### THE PROBLEM
Extract each line below that contains the string "hull", treating uppercase and lowercase letters as distinct.

Point labeling examples:
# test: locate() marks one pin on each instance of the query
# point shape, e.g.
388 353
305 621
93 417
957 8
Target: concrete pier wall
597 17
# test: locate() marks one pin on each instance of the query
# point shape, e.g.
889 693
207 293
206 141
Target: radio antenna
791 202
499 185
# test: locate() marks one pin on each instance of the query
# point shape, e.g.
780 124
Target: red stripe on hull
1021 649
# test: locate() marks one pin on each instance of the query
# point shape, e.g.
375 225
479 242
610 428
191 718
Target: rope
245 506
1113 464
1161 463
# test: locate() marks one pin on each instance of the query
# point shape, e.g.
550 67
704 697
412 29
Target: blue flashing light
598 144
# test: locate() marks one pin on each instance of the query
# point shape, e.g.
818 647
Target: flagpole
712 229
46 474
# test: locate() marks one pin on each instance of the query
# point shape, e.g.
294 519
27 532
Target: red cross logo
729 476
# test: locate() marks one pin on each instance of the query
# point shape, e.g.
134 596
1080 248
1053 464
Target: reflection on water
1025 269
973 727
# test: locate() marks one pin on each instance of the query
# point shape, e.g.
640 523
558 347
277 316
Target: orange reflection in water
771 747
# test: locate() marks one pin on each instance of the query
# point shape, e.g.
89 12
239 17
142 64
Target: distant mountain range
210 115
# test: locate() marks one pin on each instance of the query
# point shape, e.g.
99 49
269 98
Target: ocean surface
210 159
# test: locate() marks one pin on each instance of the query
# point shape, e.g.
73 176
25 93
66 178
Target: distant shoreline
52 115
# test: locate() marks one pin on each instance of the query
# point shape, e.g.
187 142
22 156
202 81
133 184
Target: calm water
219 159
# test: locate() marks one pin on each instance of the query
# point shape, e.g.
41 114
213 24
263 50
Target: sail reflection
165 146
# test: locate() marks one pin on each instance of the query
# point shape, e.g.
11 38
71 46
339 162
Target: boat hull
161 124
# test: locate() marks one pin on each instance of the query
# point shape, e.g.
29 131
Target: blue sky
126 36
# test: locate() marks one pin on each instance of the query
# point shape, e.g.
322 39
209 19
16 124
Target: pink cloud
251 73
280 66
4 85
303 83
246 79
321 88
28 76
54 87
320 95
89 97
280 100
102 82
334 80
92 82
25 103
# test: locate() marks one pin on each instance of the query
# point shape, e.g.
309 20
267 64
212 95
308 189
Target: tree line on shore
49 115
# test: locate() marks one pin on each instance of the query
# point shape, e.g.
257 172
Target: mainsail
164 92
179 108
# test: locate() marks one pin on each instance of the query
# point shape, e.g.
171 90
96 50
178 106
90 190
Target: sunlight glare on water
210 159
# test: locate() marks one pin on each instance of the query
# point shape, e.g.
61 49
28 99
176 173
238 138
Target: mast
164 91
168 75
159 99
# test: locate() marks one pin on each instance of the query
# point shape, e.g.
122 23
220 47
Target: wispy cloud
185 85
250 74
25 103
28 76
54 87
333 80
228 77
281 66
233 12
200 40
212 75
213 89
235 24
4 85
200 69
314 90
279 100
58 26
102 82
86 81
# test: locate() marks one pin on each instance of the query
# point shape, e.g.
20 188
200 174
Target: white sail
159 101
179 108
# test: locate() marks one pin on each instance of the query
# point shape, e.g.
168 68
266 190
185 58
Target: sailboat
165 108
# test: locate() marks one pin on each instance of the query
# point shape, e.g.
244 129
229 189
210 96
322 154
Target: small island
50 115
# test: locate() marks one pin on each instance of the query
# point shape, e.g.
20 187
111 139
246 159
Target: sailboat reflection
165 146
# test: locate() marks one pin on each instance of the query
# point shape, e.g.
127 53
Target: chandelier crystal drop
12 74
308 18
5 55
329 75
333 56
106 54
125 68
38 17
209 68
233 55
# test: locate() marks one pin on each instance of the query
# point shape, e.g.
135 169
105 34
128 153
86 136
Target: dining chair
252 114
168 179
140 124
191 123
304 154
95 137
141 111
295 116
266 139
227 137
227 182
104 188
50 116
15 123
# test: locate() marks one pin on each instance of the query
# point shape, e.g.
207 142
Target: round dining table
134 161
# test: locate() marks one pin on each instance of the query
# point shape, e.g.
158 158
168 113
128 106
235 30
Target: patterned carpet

### FULL RESPONSE
Target: red stripe on hull
Target: boat hull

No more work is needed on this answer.